*Text extract*.
§

Day Tripper: Explore McDowell County, Then and Now
By Gina Malone
A trip along McDowell County’s byways yields time travel for history buffs, high adventure for outdoors enthusiasts and pure delight for art and music lovers. Old Fort and Marion, within 40 minutes of Asheville, offer recreation to fill your day into the evening hours.
McDowell, says Carol Price, director of tourism, has “small town charm, mountains, trails, waterfalls and a great climate”—not to mention easy access to the Blue Ridge Parkway and acres of US Forest Service land.
In winter, she adds, the ten-degree temperature difference of surrounding mountains “creates stunning ridge-top scenery. I can be on Main Street in Marion and enjoy views of snow-covered mountains without the inconvenience of snowy roads.”
The area that became McDowell County was once the westernmost boundary of colonial settlement, with forts constructed for protection from neighboring Cherokee. Davidson’s Fort Historic Park is a reconstruction of a 1776 fort and features year-round history demonstrations and events.
Downtown’s Mountain Gateway Museum lies along the serene Mill Creek. A self-guided tour includes pioneer life exhibits and historic cabins. An amphitheater and picnic tables make a relaxing gathering spot.

§

*Given instruction 1*. Retype the whole listing that follows, line for line, with no changes.

§

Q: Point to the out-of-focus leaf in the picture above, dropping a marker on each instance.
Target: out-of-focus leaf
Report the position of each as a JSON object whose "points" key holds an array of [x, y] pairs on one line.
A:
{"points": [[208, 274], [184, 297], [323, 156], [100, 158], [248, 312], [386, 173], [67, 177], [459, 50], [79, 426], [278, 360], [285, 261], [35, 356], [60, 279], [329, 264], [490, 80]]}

§

*Given instruction 2*.
Answer from the McDowell County article:
(a) How close to Asheville are Old Fort and Marion?
(b) What year is the fort that Davidson's Fort Historic Park reconstructs?
(c) Which creek does the Mountain Gateway Museum lie along?

*Exercise response 1*.
Q: Point to the out-of-focus leaf in the picture above, dropping a marker on each instance.
Target: out-of-focus leaf
Report the position of each as a JSON object whose "points" key holds an array of [x, y] pairs on one line.
A:
{"points": [[208, 274], [184, 297], [323, 156], [100, 158], [248, 312], [386, 173], [67, 177], [459, 50], [79, 426], [278, 360], [285, 261], [35, 356], [60, 279], [329, 264], [490, 80]]}

*Exercise response 2*.
(a) Within 40 minutes.
(b) 1776.
(c) Mill Creek.